• PROBLEM TO WORK ON: Make an exact copy of the records below, excluding images.

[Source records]
= Beginning of Section =

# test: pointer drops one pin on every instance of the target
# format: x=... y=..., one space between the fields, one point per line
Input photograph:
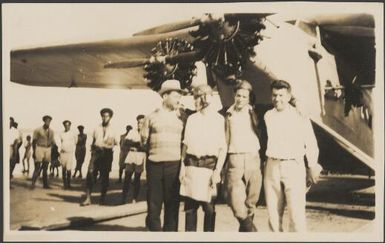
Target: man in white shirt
x=203 y=155
x=290 y=138
x=67 y=146
x=244 y=177
x=104 y=140
x=16 y=141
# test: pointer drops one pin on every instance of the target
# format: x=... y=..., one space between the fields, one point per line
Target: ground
x=333 y=205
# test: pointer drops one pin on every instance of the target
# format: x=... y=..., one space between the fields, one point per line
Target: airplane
x=329 y=59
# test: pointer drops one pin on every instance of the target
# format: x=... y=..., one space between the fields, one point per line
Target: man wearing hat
x=124 y=148
x=43 y=139
x=67 y=147
x=203 y=155
x=290 y=139
x=80 y=151
x=104 y=139
x=16 y=142
x=134 y=163
x=162 y=134
x=244 y=139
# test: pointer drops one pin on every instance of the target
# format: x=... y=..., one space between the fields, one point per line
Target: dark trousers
x=40 y=166
x=128 y=171
x=191 y=207
x=101 y=160
x=163 y=188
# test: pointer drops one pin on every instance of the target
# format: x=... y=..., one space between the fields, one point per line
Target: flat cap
x=106 y=110
x=47 y=117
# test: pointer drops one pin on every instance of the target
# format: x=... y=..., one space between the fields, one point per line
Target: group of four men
x=186 y=153
x=70 y=146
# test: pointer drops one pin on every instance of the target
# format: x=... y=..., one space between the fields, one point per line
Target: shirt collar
x=231 y=109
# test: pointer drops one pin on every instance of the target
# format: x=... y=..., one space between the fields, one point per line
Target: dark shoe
x=86 y=202
x=102 y=199
x=253 y=227
x=209 y=222
x=191 y=220
x=246 y=225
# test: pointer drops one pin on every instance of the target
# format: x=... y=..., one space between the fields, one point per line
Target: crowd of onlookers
x=188 y=154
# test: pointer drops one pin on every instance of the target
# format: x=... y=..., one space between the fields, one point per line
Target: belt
x=44 y=146
x=96 y=148
x=279 y=159
x=208 y=161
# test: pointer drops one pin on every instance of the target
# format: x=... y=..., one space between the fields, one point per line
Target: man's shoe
x=102 y=199
x=86 y=202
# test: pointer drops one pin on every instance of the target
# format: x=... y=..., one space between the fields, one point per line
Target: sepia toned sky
x=32 y=25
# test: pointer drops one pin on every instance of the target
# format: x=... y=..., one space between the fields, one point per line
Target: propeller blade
x=170 y=27
x=196 y=21
x=128 y=64
x=351 y=30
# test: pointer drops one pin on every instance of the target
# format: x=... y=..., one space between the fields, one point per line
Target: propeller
x=207 y=18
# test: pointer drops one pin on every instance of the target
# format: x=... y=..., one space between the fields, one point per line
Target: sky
x=31 y=25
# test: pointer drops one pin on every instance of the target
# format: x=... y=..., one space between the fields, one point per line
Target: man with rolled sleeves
x=203 y=155
x=67 y=146
x=43 y=139
x=104 y=140
x=135 y=160
x=124 y=148
x=244 y=139
x=162 y=134
x=290 y=138
x=80 y=151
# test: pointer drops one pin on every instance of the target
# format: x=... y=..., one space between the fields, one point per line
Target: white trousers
x=285 y=181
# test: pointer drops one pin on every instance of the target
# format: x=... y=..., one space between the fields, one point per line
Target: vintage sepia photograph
x=253 y=121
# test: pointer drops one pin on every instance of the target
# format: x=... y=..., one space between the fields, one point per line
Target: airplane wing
x=83 y=64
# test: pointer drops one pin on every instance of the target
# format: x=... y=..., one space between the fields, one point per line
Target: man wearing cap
x=124 y=148
x=80 y=151
x=104 y=140
x=134 y=163
x=162 y=134
x=290 y=138
x=66 y=146
x=244 y=139
x=203 y=155
x=43 y=139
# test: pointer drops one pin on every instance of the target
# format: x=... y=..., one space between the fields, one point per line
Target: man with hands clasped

= End of Section =

• EXERCISE OUTPUT:
# test: pointer drops one pin on every instance of the target
# format: x=... y=..., one space between the fields, one point per line
Input photograph:
Target: man in white shirt
x=203 y=155
x=290 y=138
x=67 y=146
x=244 y=177
x=104 y=140
x=16 y=141
# test: pointer drops one pin on every instance of the target
# format: x=... y=..., one space between the fields, one point per line
Target: ground
x=333 y=205
# test: pointer drops one pin on every instance of the target
# format: x=... y=..., one space between the fields, one point per line
Target: airplane
x=329 y=59
# test: pointer drops one pin on every instance of the target
# format: x=... y=..., one space between the fields, one point per line
Target: man wearing hat
x=124 y=148
x=43 y=139
x=67 y=147
x=203 y=155
x=290 y=139
x=80 y=151
x=104 y=139
x=16 y=142
x=134 y=163
x=162 y=134
x=244 y=139
# test: pointer drops one pin on every instance of the target
# format: x=... y=..., one space between the fields, one point per line
Target: dark trousers
x=40 y=166
x=128 y=171
x=191 y=207
x=101 y=160
x=163 y=188
# test: pointer drops one pin on every instance of the target
# format: x=... y=..., one space between the fields, one point per line
Target: flat cap
x=106 y=110
x=47 y=117
# test: pointer drops one pin on every instance of the target
# format: x=... y=..., one space between the fields, one point per line
Target: group of four men
x=186 y=153
x=70 y=146
# test: pointer drops one pin on every instance of the target
# format: x=... y=..., one space between the fields, one point per line
Target: shirt collar
x=231 y=109
# test: pointer drops one pin on every instance of the target
# format: x=... y=..., one space between the fields, one point per line
Target: dark shoe
x=86 y=202
x=102 y=199
x=253 y=227
x=209 y=222
x=191 y=220
x=246 y=225
# test: pointer drops one pin on every instance of the target
# format: x=... y=..., one space between the fields, one point per line
Target: crowd of onlookers
x=188 y=154
# test: pointer drops one pin on every instance of the target
# format: x=... y=..., one space between the fields, one point per line
Target: belt
x=44 y=146
x=96 y=148
x=279 y=159
x=208 y=161
# test: pointer drops one pin on every instance of the target
# format: x=... y=..., one space between the fields, one point per line
Target: man's shoe
x=102 y=199
x=86 y=202
# test: pointer drops one pin on every instance of the target
# format: x=... y=..., one space between the fields, one point per line
Target: sepia toned sky
x=32 y=25
# test: pointer drops one pin on every instance of the target
# format: x=... y=..., one space between the fields, one point per line
Target: propeller blade
x=170 y=27
x=196 y=21
x=128 y=64
x=351 y=30
# test: pointer drops one pin on every instance of the target
# format: x=... y=..., one space between the fields, one point per line
Target: propeller
x=207 y=18
# test: pointer drops one pin on every instance of the target
# format: x=... y=..., one space between the fields, one point per line
Target: sky
x=31 y=25
# test: pointer drops one pin on every instance of the target
# format: x=... y=..., one space between the fields, one point per line
Target: man with rolled sleeves
x=203 y=155
x=67 y=146
x=43 y=139
x=104 y=140
x=135 y=160
x=124 y=148
x=244 y=139
x=162 y=134
x=290 y=138
x=80 y=151
# test: pointer drops one pin on every instance of the target
# format: x=... y=..., one space between the fields, one point per line
Target: white trousers
x=285 y=181
# test: pointer drops one pin on every instance of the target
# format: x=... y=..., one space between the fields, one point per line
Target: vintage sepia photograph
x=253 y=121
# test: pointer drops one pin on every instance of the target
# format: x=... y=..., one space between the fields, one point per line
Target: airplane wing
x=83 y=64
# test: pointer drops one pin on every instance of the target
# format: x=... y=..., one space between the fields, one point per line
Target: man wearing cap
x=124 y=148
x=80 y=151
x=104 y=140
x=134 y=163
x=162 y=134
x=290 y=138
x=66 y=146
x=244 y=139
x=203 y=155
x=43 y=139
# test: pointer drops one pin on every instance of the target
# format: x=... y=..., one space between the fields, one point per line
Target: man with hands clasped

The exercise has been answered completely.